(TASK INSTRUCTIONS):
A. Print the text on the economics of a tighter SLO in full, word for word.
B. Collect each line of the entries that contains the word "snow".

The economics of a tighter SLO
Going from a 60-minute SLO to a 5-minute SLO is rarely a 12× cost increase — it is often a 50× cost increase, because the architecture has to change. A 60-minute SLO can be served by a daily batch with hourly micro-batches; a 5-minute SLO requires a streaming pipeline with always-on infrastructure. The Razorpay merchant dashboard moved from 4-hour batch to 5-minute streaming in 2024 and the underlying compute bill went from ₹3.2 lakh/month to ₹14.8 lakh/month — a 4.6× cost increase that the business signed off on because it changed merchant behaviour from "checking the dashboard tomorrow" to "watching it during a flash sale". The lesson is that freshness has a cost curve with phase transitions; pick the SLO that matches the business value, not the SLO that sounds impressive.

[Dataset records about object locations]
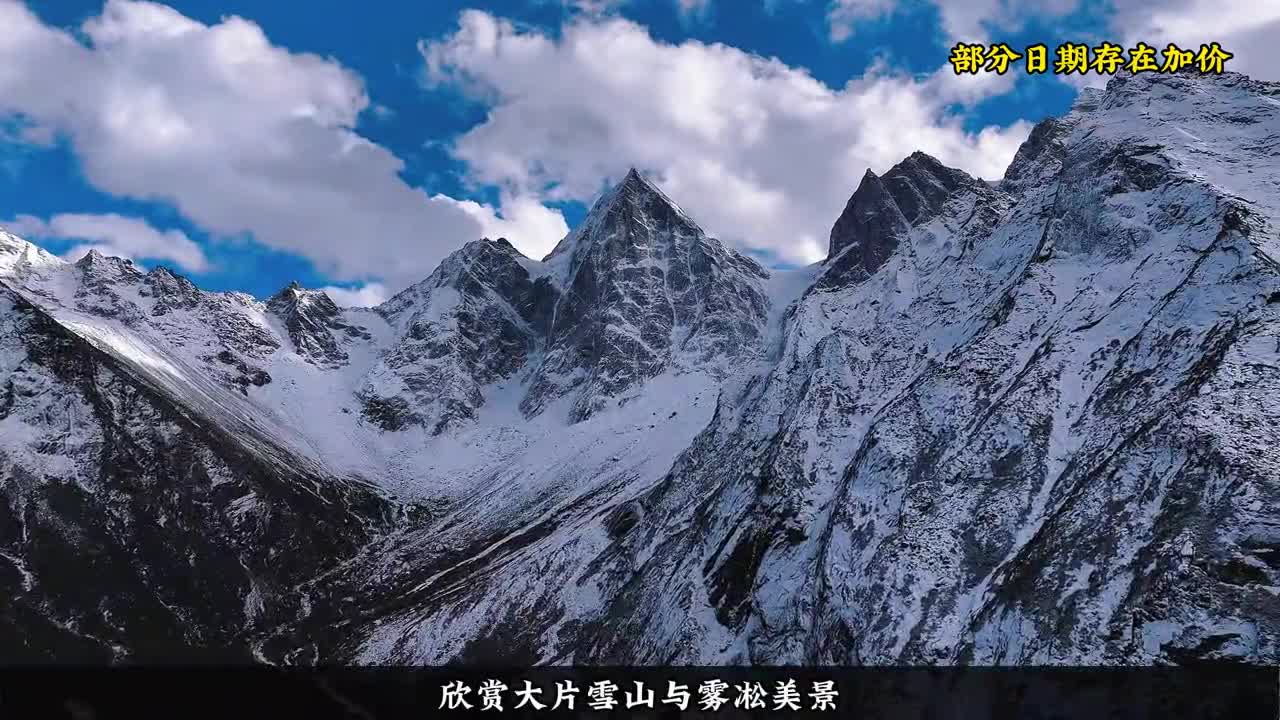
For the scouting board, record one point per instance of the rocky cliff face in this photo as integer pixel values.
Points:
(1027, 422)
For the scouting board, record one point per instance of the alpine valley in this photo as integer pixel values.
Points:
(1031, 420)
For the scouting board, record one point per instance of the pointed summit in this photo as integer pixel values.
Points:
(631, 200)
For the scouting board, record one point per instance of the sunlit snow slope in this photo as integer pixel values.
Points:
(1025, 422)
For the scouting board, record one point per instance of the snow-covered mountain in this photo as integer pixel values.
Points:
(1016, 422)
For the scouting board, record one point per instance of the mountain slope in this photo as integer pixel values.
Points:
(1028, 422)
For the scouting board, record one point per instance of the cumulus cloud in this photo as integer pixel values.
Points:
(760, 153)
(240, 135)
(368, 295)
(1244, 28)
(526, 223)
(113, 235)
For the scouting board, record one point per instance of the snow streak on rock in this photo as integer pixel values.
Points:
(1027, 422)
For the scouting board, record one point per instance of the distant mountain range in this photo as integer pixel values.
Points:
(1019, 422)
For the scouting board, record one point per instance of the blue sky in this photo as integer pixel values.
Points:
(350, 145)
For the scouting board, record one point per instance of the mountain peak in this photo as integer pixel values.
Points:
(18, 256)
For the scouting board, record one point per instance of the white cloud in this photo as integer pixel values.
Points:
(760, 153)
(114, 235)
(1247, 30)
(240, 135)
(368, 295)
(526, 223)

(FULL ANSWERS):
A.
The economics of a tighter SLO
Going from a 60-minute SLO to a 5-minute SLO is rarely a 12× cost increase — it is often a 50× cost increase, because the architecture has to change. A 60-minute SLO can be served by a daily batch with hourly micro-batches; a 5-minute SLO requires a streaming pipeline with always-on infrastructure. The Razorpay merchant dashboard moved from 4-hour batch to 5-minute streaming in 2024 and the underlying compute bill went from ₹3.2 lakh/month to ₹14.8 lakh/month — a 4.6× cost increase that the business signed off on because it changed merchant behaviour from "checking the dashboard tomorrow" to "watching it during a flash sale". The lesson is that freshness has a cost curve with phase transitions; pick the SLO that matches the business value, not the SLO that sounds impressive.

B.
For the scouting board, record one point per instance of the sunlit snow slope in this photo as integer pixel values.
For the scouting board, record one point per instance of the snow-covered mountain in this photo as integer pixel values.
For the scouting board, record one point per instance of the snow streak on rock in this photo as integer pixel values.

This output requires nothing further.